_Tugas 1_: Tuliskan ulang kata demi kata bagian teks bacaan tentang provokasi umat, dari "Dua ledakan bom" sampai "provokasi apalagi ini?".
_Tugas 2_: Ringkaslah teks bacaan tentang provokasi umat dalam dua kalimat.

Selasa, 04 Agustus 2009

Provokasi Umat



Oleh: Tifatul Sembiring
(Presiden Partai Keadilan Sejahtera)

Dua ledakan bom terjadi di Hotel Ritz Carlton dan JW Marriott, memecah ketenangan Jakarta di pagi Jum'at, 17 Juli itu. Darah pun kembali tumpah. Sembilan orang meninggal dunia dan sekitar 60-an orang luka-luka. Astaghfirullah , provokasi apalagi ini?

Ummati... ummati... , kata Rasulullah SAW dengan suaranya yang lirih, saat-saat maut akan menjemput, beliau masih saja mengingat umatnya. Mungkin, ada hal-hal tertentu yang sedang beliau bincangkan dengan Jibril atau ada nubuwwah yang sedang diperlihatkan Allah SWT hingga beliau sangat mengkhawatirkan keadaan masa depan umat Islam. Itulah ucapan beliau menjelang detik-detik wafatnya.

Sebelumnya, Nabi SAW juga pernah memberikan wasiat panjang. Di kala hajjataul wada , beliau berpesan agar umat Islam berpegang erat kepada dua pedoman, yaitu Alquran dan sunah. Dan, agar menjaga tali persaudaraan sesama kaum Muslim. Atau, barangkali beliau terkenang kembali kepada peristiwa perang Uhud, kekalahan yang memilukan, di mana 70 orang pasukan kaum Muslim mati syahid. Termasuk, paman beliau yang sangat beliau cintai, yaitu Hamzah bin Abdul Muthalib.

Peristiwa ini direkam dalam surah Ali Imran ayat 153, di mana Allah SWT menegaskan pelajaran berharga, apa yang terjadi dan apa akibatnya manakala kaum Muslim berselisih dan bertengkar. Kemenangan yang telah diraih pada tahap pertama justru berbalik menjadi kekalahan. Ini disebabkan pasukan pemanah yang ditugaskan oleh Nabi SAW untuk tetap berada di Jabal Rumah (bukit Panah) malah berselisih paham. Sebagian besar malah turun dari atas bukit itu akibat dipancing tentara Quraisy dengan menebarkan barang-barang berharga di tengah jalan. Akibatnya, pasukan kaum Muslim kehilangan kunci pertahanannya.

_Bagian Data_:
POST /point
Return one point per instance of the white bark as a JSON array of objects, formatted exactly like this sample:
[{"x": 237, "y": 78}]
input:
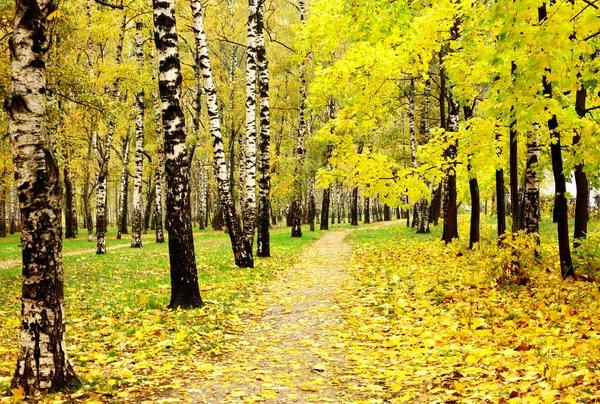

_Jawaban 1_:
Dua ledakan bom terjadi di Hotel Ritz Carlton dan JW Marriott, memecah ketenangan Jakarta di pagi Jum'at, 17 Juli itu. Darah pun kembali tumpah. Sembilan orang meninggal dunia dan sekitar 60-an orang luka-luka. Astaghfirullah , provokasi apalagi ini?

_Jawaban 2_: Dua ledakan bom di Hotel Ritz Carlton dan JW Marriott pada pagi Jum'at, 17 Juli, menewaskan sembilan orang dan melukai sekitar 60-an orang, sehingga penulis bertanya provokasi apa lagi ini. Penulis lalu mengenang kekhawatiran Rasulullah SAW akan umatnya, wasiat beliau agar umat Islam berpegang pada Alquran dan sunah serta menjaga persaudaraan, dan pelajaran perang Uhud, ketika perselisihan pasukan pemanah membuat kemenangan berbalik menjadi kekalahan.